* [What the exercise asks] Display every line of the data below that contains the string "post", treating uppercase and lowercase letters as distinct.

^^^^^^^^^^^^^^^^

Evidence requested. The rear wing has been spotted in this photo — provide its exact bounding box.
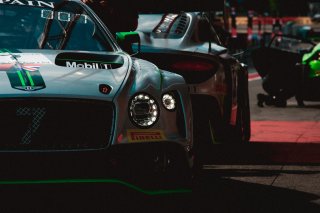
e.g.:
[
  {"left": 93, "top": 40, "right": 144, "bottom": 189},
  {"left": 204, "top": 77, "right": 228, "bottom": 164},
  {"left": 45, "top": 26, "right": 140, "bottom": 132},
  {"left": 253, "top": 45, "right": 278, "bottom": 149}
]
[{"left": 131, "top": 0, "right": 225, "bottom": 13}]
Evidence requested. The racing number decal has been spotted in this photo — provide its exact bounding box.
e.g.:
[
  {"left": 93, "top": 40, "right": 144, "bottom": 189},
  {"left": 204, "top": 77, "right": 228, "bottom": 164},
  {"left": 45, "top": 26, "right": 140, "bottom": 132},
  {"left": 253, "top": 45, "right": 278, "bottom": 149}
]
[{"left": 16, "top": 107, "right": 46, "bottom": 144}]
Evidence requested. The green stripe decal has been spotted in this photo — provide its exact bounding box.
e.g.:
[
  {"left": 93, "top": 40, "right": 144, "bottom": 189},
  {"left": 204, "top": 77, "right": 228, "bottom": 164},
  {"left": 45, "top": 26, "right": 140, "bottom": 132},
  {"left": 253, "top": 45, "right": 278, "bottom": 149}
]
[
  {"left": 17, "top": 71, "right": 26, "bottom": 87},
  {"left": 26, "top": 71, "right": 34, "bottom": 87},
  {"left": 0, "top": 179, "right": 192, "bottom": 195}
]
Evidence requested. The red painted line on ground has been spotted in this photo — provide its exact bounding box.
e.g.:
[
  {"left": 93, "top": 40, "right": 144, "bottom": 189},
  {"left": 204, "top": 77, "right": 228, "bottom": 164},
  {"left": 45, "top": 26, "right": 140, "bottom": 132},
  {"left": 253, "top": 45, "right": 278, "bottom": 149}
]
[{"left": 250, "top": 121, "right": 320, "bottom": 143}]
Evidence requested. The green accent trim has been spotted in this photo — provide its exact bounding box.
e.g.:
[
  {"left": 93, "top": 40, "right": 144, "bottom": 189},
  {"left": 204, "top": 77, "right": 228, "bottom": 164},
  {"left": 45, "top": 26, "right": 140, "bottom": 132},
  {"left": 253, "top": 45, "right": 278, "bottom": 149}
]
[
  {"left": 302, "top": 43, "right": 320, "bottom": 64},
  {"left": 56, "top": 58, "right": 123, "bottom": 65},
  {"left": 26, "top": 71, "right": 34, "bottom": 87},
  {"left": 0, "top": 179, "right": 192, "bottom": 195},
  {"left": 309, "top": 60, "right": 320, "bottom": 78},
  {"left": 0, "top": 48, "right": 12, "bottom": 54},
  {"left": 17, "top": 71, "right": 26, "bottom": 87}
]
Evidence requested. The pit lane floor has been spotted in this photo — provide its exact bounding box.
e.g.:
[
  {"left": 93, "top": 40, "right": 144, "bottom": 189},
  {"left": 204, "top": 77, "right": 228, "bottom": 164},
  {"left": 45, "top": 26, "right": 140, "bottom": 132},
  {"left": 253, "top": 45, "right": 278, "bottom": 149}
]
[{"left": 0, "top": 73, "right": 320, "bottom": 213}]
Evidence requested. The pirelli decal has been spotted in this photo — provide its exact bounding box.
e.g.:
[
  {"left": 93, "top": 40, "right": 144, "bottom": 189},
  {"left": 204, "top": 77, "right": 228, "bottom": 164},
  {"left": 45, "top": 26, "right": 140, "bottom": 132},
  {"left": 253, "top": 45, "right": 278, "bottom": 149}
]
[{"left": 127, "top": 129, "right": 166, "bottom": 142}]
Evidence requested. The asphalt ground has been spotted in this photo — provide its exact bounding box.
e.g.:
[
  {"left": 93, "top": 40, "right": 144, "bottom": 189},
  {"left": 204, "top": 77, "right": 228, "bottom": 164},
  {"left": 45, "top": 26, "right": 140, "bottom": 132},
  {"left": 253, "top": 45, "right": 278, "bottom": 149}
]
[{"left": 0, "top": 73, "right": 320, "bottom": 213}]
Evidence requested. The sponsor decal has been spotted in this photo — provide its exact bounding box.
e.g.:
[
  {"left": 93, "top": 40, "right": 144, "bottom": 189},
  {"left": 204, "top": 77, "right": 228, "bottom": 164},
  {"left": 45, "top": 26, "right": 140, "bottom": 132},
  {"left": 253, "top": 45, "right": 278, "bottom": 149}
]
[
  {"left": 55, "top": 52, "right": 124, "bottom": 69},
  {"left": 0, "top": 0, "right": 54, "bottom": 9},
  {"left": 127, "top": 129, "right": 166, "bottom": 142},
  {"left": 66, "top": 61, "right": 112, "bottom": 70}
]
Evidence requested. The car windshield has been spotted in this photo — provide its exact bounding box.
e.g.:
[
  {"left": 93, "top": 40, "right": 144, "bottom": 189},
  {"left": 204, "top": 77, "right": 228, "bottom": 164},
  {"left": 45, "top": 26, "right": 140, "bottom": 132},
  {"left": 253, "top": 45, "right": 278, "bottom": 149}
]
[{"left": 0, "top": 2, "right": 112, "bottom": 51}]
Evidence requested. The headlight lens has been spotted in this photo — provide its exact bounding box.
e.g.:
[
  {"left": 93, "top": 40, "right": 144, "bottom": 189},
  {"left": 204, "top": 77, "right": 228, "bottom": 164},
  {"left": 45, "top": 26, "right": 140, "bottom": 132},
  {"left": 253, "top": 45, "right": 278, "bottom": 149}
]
[
  {"left": 129, "top": 94, "right": 159, "bottom": 128},
  {"left": 162, "top": 93, "right": 176, "bottom": 111}
]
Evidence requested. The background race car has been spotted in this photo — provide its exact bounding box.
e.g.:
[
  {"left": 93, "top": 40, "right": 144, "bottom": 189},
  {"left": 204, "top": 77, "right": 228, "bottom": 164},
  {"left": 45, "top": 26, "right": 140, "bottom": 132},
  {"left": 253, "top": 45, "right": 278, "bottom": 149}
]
[
  {"left": 0, "top": 0, "right": 193, "bottom": 187},
  {"left": 252, "top": 35, "right": 320, "bottom": 106}
]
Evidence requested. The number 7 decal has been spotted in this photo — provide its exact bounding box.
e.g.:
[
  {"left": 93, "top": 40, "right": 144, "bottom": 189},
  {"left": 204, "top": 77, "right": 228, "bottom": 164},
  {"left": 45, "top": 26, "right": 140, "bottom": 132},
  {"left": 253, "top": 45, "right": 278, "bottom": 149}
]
[{"left": 17, "top": 107, "right": 46, "bottom": 144}]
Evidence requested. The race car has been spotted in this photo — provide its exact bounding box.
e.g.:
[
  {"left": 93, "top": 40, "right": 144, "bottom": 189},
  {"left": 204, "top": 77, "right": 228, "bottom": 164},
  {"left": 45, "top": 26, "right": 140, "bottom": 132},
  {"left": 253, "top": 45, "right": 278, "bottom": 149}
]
[
  {"left": 0, "top": 0, "right": 193, "bottom": 187},
  {"left": 252, "top": 35, "right": 320, "bottom": 107},
  {"left": 126, "top": 11, "right": 250, "bottom": 152}
]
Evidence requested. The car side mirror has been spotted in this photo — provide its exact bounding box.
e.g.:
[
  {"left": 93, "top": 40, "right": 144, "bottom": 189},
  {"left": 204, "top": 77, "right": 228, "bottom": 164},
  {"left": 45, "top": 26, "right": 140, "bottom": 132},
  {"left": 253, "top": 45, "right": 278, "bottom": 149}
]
[{"left": 116, "top": 32, "right": 141, "bottom": 54}]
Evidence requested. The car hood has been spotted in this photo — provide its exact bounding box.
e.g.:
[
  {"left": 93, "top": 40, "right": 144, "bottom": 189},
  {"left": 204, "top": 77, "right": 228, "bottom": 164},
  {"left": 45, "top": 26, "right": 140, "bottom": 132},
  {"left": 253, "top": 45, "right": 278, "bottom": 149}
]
[{"left": 0, "top": 50, "right": 130, "bottom": 100}]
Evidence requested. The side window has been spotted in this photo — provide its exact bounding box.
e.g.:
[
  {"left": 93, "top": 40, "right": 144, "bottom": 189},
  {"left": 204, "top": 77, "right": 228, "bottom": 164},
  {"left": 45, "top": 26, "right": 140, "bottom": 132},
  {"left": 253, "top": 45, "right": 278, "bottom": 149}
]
[{"left": 270, "top": 35, "right": 313, "bottom": 53}]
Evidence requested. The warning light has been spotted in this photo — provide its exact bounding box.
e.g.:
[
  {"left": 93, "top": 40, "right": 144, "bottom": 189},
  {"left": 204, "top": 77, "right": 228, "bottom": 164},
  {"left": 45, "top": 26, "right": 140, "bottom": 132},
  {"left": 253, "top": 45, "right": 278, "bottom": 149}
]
[{"left": 99, "top": 84, "right": 111, "bottom": 95}]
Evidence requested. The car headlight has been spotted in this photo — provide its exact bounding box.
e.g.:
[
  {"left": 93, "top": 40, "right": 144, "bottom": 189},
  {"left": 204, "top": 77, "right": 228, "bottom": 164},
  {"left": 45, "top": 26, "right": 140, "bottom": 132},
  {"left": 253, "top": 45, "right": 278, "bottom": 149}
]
[
  {"left": 129, "top": 93, "right": 160, "bottom": 128},
  {"left": 162, "top": 93, "right": 177, "bottom": 111}
]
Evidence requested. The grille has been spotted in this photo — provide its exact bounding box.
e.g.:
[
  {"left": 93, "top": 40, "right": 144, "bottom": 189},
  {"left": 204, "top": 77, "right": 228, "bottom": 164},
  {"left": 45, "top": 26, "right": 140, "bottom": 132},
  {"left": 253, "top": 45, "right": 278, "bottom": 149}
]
[{"left": 0, "top": 99, "right": 114, "bottom": 150}]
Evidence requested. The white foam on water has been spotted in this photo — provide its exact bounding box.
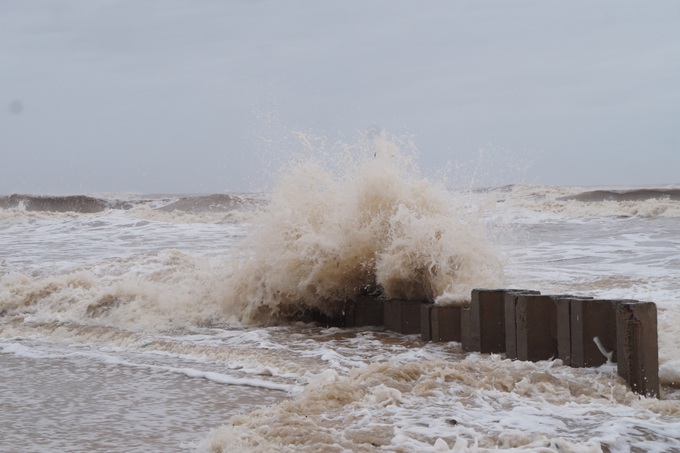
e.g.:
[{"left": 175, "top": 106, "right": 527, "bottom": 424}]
[{"left": 199, "top": 355, "right": 680, "bottom": 452}]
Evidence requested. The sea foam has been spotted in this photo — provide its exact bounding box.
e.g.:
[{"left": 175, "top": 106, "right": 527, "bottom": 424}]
[{"left": 226, "top": 133, "right": 503, "bottom": 322}]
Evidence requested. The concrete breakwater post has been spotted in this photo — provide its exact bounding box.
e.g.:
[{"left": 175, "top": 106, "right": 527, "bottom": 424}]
[
  {"left": 565, "top": 299, "right": 624, "bottom": 367},
  {"left": 515, "top": 294, "right": 558, "bottom": 362},
  {"left": 468, "top": 289, "right": 539, "bottom": 354},
  {"left": 340, "top": 289, "right": 659, "bottom": 397},
  {"left": 616, "top": 301, "right": 659, "bottom": 397}
]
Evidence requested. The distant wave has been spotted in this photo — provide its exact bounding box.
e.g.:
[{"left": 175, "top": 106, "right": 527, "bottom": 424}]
[
  {"left": 0, "top": 194, "right": 262, "bottom": 214},
  {"left": 0, "top": 194, "right": 121, "bottom": 213},
  {"left": 160, "top": 194, "right": 256, "bottom": 212},
  {"left": 558, "top": 189, "right": 680, "bottom": 202}
]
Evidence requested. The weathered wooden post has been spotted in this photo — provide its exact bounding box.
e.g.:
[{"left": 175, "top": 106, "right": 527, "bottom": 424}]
[{"left": 616, "top": 301, "right": 659, "bottom": 397}]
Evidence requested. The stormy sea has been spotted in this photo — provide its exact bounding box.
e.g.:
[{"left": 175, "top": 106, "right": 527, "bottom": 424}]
[{"left": 0, "top": 142, "right": 680, "bottom": 452}]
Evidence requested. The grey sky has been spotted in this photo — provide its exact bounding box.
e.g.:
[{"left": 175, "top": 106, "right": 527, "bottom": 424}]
[{"left": 0, "top": 0, "right": 680, "bottom": 194}]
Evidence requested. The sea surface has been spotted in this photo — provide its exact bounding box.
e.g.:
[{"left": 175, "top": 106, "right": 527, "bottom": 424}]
[{"left": 0, "top": 150, "right": 680, "bottom": 452}]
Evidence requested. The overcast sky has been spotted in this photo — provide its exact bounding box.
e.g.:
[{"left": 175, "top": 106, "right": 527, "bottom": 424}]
[{"left": 0, "top": 0, "right": 680, "bottom": 194}]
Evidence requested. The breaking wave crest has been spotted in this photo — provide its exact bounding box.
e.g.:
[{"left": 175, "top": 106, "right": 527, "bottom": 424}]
[{"left": 227, "top": 134, "right": 503, "bottom": 322}]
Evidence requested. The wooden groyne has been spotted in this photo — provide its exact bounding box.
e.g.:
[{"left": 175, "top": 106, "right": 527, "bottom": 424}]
[{"left": 339, "top": 289, "right": 659, "bottom": 398}]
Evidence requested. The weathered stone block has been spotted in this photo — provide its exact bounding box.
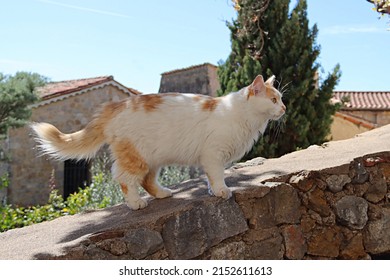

^^^^^^^^^^^^^^^^

* [Answer to the task]
Evidence requested. The concrete breakwater post has been spotted in this photo — provide its exact bounding box.
Evidence requested. The weathered wooden post has been spotted in this photo — provide its exact bounding box.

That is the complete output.